TASK DIRECTIONS: Write out, word for word, the part of the article on Manal Al Dowayan's exhibition between "A glass-enclosed newspaper" and "individual Saudi woman.", inclusive.

DOCUMENT EXTRACT:

* begin *

Manal Al Dowayan’s first solo exhibition in the Kingdom has been a long time coming. And when her exhibition finally opened last weekend at Athr Gallery, it deservedly received wide acclaim and excitement, especially among the art enthusiasts who have been following her work outside the country. 
The photographer’s solo exhibition titled ‘A Journey of Belonging’ displays collections of old and new works produced between 2009-2012: “The state of disappearance”, ”If I forget you, don’t forget me”, “We had no shared dreams”, ”Landscapes of the mind”, ”Pointing to the future”, and “Look beyond the veil”.
“The state of disappearance” is the artist’s personal investigation into the portrayal of Saudi women in the printed media and newspapers in particular; expounding on the misrepresentation of a large section of Saudi women who are typified shrouded in veils.
A glass-enclosed newspaper spread to the sharp eye reveals the same recurrent photograph, which appeared repeatedly in publications under different contexts. 
Al Dowayan obsessively gathered this collection of newspaper clippings, painstakingly over a period of two year, to accentuate the abject stereotyping of Saudi females, which according to the artist do not represent the individual Saudi woman.
This may in fact be an ironic attempt by the system to preserve what seems to be a losing endeavor. 
Borrowing archaic words not currently used in contemporary language from the ancient book “Jurisprudence of a Language: The Secrets of Arabic”, penned in the 10th century by Abu Mansour Al-Tha’alby Al-Naysaboury, she places words across images of women as presented in the media, thereby staging a parody and creating an obvious conflict with the play of words and images.

* end *

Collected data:
* begin *

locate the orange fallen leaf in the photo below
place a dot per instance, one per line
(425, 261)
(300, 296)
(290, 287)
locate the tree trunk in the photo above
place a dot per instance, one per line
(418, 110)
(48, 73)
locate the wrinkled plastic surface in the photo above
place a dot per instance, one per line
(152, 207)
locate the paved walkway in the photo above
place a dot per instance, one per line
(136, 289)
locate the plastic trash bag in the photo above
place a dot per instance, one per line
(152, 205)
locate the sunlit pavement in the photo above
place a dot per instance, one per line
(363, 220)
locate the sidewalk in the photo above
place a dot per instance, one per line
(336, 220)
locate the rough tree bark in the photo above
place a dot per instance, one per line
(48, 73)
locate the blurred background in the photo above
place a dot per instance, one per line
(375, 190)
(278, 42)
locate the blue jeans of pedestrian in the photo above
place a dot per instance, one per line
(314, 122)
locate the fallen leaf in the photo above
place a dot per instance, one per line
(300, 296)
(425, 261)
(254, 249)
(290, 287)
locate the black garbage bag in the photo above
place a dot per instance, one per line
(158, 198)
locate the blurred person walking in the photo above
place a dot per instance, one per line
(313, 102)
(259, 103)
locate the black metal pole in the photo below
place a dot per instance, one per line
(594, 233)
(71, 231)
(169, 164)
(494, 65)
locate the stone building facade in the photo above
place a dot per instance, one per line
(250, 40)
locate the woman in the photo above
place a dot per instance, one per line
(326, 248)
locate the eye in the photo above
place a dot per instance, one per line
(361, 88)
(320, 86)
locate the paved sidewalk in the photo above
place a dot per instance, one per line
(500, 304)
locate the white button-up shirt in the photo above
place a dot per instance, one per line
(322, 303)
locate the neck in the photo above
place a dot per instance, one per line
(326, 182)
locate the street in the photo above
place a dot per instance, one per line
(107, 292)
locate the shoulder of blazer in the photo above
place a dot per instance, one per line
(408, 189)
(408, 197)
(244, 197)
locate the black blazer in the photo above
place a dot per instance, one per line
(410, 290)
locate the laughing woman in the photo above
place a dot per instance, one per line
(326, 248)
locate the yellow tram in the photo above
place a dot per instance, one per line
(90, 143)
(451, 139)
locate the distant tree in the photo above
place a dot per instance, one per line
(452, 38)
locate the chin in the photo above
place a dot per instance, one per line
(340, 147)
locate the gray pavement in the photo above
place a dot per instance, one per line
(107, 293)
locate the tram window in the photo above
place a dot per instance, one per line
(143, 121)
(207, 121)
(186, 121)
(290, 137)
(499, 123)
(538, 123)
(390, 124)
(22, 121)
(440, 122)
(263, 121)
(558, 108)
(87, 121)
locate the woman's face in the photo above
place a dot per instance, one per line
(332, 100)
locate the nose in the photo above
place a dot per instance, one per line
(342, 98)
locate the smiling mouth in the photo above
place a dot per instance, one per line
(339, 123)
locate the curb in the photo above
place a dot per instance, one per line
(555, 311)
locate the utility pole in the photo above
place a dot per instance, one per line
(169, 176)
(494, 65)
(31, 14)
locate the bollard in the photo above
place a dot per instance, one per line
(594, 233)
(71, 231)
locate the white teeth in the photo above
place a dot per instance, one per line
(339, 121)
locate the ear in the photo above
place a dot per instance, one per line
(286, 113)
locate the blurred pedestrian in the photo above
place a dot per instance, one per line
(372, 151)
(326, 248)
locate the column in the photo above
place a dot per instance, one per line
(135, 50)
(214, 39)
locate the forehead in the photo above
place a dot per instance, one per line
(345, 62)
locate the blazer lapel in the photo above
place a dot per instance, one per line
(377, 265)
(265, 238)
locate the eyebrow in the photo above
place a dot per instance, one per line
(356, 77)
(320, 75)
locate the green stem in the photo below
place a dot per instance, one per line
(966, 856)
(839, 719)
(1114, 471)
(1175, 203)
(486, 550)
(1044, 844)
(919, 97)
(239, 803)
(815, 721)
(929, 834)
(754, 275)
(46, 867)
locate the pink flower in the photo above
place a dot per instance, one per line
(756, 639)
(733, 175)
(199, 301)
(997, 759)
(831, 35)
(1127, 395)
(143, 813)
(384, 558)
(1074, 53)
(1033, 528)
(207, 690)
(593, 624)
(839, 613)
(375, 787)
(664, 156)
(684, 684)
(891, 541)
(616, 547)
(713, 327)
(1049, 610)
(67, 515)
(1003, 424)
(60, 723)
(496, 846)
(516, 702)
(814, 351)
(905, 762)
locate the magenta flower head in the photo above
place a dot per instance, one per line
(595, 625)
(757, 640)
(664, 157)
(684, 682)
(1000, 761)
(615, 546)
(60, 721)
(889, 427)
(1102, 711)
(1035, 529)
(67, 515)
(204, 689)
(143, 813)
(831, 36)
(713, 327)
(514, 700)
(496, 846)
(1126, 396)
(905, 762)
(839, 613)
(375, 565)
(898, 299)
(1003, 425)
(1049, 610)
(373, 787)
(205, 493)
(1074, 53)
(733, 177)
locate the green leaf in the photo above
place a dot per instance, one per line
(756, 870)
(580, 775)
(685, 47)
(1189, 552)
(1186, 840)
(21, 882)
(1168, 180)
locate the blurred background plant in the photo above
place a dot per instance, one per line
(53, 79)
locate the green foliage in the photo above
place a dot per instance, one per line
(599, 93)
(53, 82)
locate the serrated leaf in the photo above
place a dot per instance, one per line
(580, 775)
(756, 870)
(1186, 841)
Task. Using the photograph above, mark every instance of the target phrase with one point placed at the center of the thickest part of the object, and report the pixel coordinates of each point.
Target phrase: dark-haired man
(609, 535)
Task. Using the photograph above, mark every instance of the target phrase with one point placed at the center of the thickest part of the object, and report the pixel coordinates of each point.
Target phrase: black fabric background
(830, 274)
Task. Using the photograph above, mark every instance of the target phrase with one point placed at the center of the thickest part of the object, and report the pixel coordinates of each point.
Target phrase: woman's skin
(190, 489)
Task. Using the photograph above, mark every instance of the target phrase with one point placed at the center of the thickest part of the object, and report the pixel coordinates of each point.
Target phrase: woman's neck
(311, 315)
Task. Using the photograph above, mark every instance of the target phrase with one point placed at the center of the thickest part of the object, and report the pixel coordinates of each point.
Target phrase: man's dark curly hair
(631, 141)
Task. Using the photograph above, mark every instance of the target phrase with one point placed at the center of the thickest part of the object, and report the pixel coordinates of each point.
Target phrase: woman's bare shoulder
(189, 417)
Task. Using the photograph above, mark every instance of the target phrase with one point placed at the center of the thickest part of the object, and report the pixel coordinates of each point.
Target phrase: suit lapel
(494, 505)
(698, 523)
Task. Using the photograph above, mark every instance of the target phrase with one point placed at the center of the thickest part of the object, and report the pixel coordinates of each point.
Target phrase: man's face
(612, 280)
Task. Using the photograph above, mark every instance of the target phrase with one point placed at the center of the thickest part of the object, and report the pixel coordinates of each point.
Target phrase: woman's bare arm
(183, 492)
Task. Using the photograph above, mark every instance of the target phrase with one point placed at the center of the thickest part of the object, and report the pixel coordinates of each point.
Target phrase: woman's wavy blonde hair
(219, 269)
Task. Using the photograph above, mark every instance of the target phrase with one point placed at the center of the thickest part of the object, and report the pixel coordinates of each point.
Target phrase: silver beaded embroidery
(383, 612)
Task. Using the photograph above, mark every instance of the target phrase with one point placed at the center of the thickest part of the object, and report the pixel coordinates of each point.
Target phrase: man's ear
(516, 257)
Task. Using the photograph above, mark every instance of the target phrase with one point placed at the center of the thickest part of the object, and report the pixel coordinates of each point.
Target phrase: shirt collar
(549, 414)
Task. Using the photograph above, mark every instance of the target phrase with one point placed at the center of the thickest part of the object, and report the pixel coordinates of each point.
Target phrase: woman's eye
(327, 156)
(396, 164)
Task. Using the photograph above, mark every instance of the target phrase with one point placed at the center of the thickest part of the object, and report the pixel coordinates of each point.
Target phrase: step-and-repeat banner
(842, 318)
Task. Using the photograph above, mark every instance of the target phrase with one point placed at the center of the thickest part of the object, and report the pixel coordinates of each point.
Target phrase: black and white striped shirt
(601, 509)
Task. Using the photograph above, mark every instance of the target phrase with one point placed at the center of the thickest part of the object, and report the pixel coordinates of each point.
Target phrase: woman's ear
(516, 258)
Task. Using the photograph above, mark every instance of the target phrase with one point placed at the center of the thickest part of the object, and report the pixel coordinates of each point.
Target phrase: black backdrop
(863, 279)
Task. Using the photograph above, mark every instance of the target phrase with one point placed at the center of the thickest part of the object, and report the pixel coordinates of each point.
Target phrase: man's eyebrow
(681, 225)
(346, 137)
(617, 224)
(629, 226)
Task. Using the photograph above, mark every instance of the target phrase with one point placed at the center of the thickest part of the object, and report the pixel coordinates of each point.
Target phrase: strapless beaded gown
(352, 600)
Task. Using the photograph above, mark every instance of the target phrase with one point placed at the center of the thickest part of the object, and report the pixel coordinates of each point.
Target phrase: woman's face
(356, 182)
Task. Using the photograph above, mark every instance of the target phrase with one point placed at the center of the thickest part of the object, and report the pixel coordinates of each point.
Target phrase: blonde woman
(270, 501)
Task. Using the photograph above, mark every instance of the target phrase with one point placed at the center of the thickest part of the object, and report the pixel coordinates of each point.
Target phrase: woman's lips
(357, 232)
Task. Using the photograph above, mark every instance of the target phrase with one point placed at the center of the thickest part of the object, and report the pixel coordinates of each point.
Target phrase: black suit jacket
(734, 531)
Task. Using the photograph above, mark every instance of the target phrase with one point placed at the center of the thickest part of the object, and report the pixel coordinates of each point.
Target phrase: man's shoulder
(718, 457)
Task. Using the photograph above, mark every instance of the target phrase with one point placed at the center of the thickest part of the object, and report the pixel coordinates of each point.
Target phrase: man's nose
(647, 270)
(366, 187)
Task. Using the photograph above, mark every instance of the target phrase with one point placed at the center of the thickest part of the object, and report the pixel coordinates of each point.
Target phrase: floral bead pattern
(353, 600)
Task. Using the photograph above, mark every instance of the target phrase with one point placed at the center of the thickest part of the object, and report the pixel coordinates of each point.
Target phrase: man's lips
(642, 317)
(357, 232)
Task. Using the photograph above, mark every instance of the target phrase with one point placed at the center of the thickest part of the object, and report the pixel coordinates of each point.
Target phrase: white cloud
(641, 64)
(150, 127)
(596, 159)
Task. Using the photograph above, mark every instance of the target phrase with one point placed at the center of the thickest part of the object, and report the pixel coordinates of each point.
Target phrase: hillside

* end *

TASK RESULT:
A glass-enclosed newspaper spread to the sharp eye reveals the same recurrent photograph, which appeared repeatedly in publications under different contexts. 
Al Dowayan obsessively gathered this collection of newspaper clippings, painstakingly over a period of two year, to accentuate the abject stereotyping of Saudi females, which according to the artist do not represent the individual Saudi woman.